Kutipan Teks:

Lihat ke Halaman Asli

Kiprah Muslimah di Lintasan Sejarah

Diperbarui: 30 April 2018   16:56

Kompasiana adalah platform blog. Konten ini menjadi tanggung jawab bloger dan tidak mewakili pandangan redaksi Kompas.

Bagikan ide kreativitasmu dalam bentuk konten di Kompasiana | Sumber gambar: Freepik

Di era kekinian, perbincangan tentang peran kaum wanita masih hangat diperbincangkan. Kaum feminis terus mendorong agar kaum wanita mampu terjun secara total ke ruang publik. Mereka menginginkan kaum wanita setara dengan kaum pria di segala bidang.

Namun upaya itu tak berjalan mulus. Aturan budaya dan agama dianggap sebagai penghalang kebebasan. Syariat Islam pun tak luput dari sasaran. Mereka menggugat hukum tentang haramnya wanita menjadi pemimpin, kewajiban taat pada suami, kewajiban menutup aurat, wajib menikah dengan adanya wali, dsb.

Entri data hasil ekstraksi:
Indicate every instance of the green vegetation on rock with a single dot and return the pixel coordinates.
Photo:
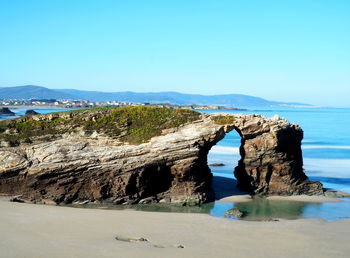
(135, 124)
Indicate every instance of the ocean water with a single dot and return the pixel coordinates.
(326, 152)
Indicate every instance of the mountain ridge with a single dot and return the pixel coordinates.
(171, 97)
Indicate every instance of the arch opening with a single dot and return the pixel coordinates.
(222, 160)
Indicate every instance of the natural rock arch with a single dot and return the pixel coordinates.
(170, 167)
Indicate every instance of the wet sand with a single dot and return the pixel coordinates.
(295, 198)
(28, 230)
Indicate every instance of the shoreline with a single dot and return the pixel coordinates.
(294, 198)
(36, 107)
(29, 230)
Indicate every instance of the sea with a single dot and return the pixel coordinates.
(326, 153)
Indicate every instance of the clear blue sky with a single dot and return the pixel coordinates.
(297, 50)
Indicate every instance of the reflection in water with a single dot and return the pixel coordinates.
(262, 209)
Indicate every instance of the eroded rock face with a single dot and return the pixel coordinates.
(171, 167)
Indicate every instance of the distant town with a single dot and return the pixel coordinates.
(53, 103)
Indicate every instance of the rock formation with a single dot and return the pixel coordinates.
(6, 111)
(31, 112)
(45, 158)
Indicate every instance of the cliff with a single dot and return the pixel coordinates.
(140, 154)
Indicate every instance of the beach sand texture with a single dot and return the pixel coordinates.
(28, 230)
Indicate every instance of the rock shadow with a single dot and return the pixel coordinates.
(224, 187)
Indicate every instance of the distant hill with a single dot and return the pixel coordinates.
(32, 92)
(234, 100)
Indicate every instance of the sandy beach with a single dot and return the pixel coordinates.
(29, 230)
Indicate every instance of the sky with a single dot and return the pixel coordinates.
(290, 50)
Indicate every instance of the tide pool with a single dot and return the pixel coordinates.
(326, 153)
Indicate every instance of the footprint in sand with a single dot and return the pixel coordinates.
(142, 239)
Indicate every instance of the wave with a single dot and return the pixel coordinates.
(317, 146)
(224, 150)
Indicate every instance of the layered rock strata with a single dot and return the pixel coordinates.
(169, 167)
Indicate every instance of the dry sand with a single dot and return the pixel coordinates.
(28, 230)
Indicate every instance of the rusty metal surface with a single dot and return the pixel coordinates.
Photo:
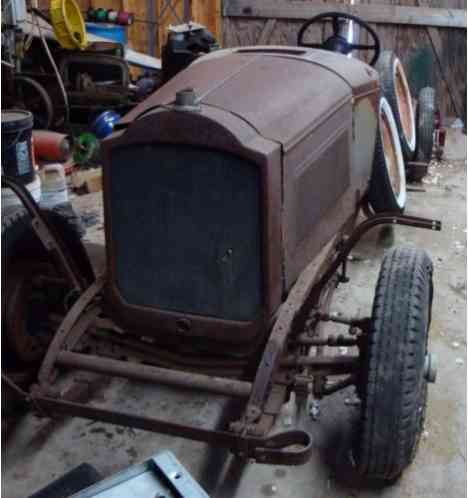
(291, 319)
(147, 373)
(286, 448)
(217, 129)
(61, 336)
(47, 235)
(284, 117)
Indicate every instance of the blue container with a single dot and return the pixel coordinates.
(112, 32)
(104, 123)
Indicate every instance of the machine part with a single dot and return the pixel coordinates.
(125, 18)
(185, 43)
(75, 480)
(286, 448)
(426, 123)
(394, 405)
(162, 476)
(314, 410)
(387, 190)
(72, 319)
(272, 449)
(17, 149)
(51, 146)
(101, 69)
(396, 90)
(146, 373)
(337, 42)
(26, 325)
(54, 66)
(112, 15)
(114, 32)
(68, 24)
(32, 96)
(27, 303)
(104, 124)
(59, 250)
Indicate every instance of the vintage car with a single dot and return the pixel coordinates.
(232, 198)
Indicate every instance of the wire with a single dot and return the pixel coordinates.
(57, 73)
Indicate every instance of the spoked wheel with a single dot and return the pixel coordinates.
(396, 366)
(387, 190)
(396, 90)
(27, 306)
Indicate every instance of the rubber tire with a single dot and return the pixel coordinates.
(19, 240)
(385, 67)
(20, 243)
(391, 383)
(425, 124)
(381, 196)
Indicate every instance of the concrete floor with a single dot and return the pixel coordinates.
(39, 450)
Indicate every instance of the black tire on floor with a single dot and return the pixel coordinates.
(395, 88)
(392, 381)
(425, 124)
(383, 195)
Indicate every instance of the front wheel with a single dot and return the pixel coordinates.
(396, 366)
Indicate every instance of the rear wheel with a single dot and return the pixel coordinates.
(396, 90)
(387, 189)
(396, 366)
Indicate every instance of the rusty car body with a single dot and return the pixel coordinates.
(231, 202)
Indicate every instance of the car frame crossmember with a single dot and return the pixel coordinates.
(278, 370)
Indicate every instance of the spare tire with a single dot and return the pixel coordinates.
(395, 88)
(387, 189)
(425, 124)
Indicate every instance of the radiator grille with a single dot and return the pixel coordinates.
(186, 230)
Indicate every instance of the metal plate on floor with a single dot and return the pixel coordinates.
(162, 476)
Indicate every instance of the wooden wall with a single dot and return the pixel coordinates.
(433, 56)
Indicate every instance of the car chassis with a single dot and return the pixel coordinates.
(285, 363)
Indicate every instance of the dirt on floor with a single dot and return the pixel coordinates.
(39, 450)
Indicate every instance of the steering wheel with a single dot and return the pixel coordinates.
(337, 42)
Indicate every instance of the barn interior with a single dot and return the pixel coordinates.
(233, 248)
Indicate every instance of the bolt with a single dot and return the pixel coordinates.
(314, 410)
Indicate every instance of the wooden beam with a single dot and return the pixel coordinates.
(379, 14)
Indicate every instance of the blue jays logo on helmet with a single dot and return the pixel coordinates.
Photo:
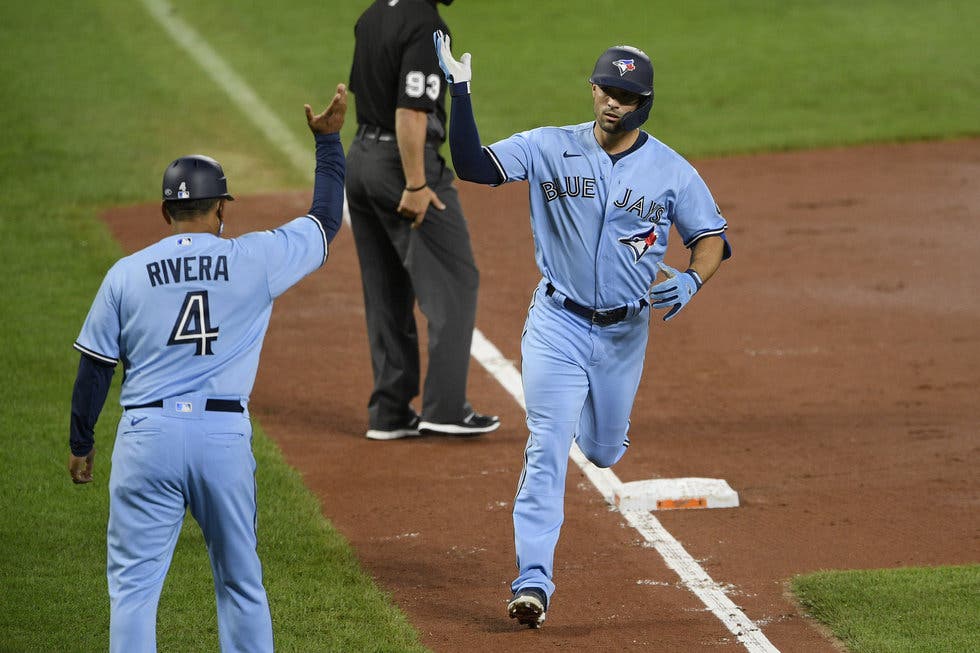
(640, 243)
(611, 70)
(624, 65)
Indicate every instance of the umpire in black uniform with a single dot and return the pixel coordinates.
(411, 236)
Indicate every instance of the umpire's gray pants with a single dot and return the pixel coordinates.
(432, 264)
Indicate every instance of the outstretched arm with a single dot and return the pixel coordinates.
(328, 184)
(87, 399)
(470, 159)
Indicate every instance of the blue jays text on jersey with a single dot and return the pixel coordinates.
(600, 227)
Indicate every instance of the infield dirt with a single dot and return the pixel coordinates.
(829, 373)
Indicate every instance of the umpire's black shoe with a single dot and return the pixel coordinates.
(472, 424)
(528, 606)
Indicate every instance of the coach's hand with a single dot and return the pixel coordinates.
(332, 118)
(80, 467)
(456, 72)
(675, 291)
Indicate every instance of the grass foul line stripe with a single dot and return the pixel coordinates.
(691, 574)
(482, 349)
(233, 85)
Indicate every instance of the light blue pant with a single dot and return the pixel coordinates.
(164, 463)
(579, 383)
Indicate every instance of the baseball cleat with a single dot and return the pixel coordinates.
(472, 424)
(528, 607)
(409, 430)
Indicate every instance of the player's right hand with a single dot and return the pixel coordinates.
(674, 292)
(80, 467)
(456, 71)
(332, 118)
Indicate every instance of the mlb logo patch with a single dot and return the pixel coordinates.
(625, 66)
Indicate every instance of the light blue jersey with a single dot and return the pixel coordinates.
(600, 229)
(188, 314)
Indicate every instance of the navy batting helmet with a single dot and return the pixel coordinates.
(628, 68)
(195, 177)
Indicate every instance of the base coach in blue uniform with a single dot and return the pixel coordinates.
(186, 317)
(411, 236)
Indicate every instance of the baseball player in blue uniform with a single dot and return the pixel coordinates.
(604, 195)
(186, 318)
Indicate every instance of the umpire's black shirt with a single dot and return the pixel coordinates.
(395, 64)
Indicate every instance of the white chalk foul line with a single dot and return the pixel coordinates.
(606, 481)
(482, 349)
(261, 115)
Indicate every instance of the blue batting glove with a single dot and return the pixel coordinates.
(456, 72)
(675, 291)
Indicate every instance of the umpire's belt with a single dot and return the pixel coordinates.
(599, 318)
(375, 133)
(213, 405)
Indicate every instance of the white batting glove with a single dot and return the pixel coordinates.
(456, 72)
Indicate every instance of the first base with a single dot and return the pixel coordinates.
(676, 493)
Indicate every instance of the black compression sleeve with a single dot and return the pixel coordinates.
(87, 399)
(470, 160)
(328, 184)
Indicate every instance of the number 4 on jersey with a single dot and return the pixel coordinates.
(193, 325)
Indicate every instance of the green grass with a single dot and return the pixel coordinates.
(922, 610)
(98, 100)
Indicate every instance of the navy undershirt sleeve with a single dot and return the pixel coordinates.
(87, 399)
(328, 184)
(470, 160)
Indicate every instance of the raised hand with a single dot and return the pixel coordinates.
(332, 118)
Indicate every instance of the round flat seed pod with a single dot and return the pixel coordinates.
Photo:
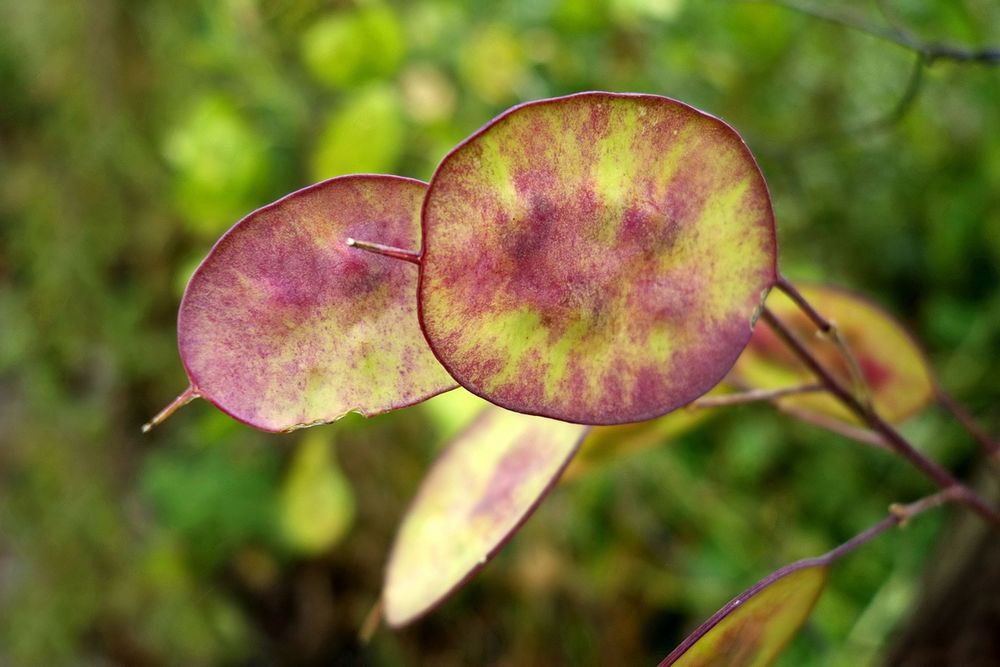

Yang Dikerjakan:
(a) Dalam teks tentang kiprah Muslimah, apa yang terus didorong oleh kaum feminis?
(b) Tuliskan ulang secara persis bagian teks tentang kiprah Muslimah, mulai dari "Diperbarui: 30 April" dan terus sampai "pandangan redaksi Kompas.".

Jawaban Tugas:
(a) Agar kaum wanita mampu terjun secara total ke ruang publik.

(b)
Diperbarui: 30 April 2018   16:56

Kompasiana adalah platform blog. Konten ini menjadi tanggung jawab bloger dan tidak mewakili pandangan redaksi Kompas.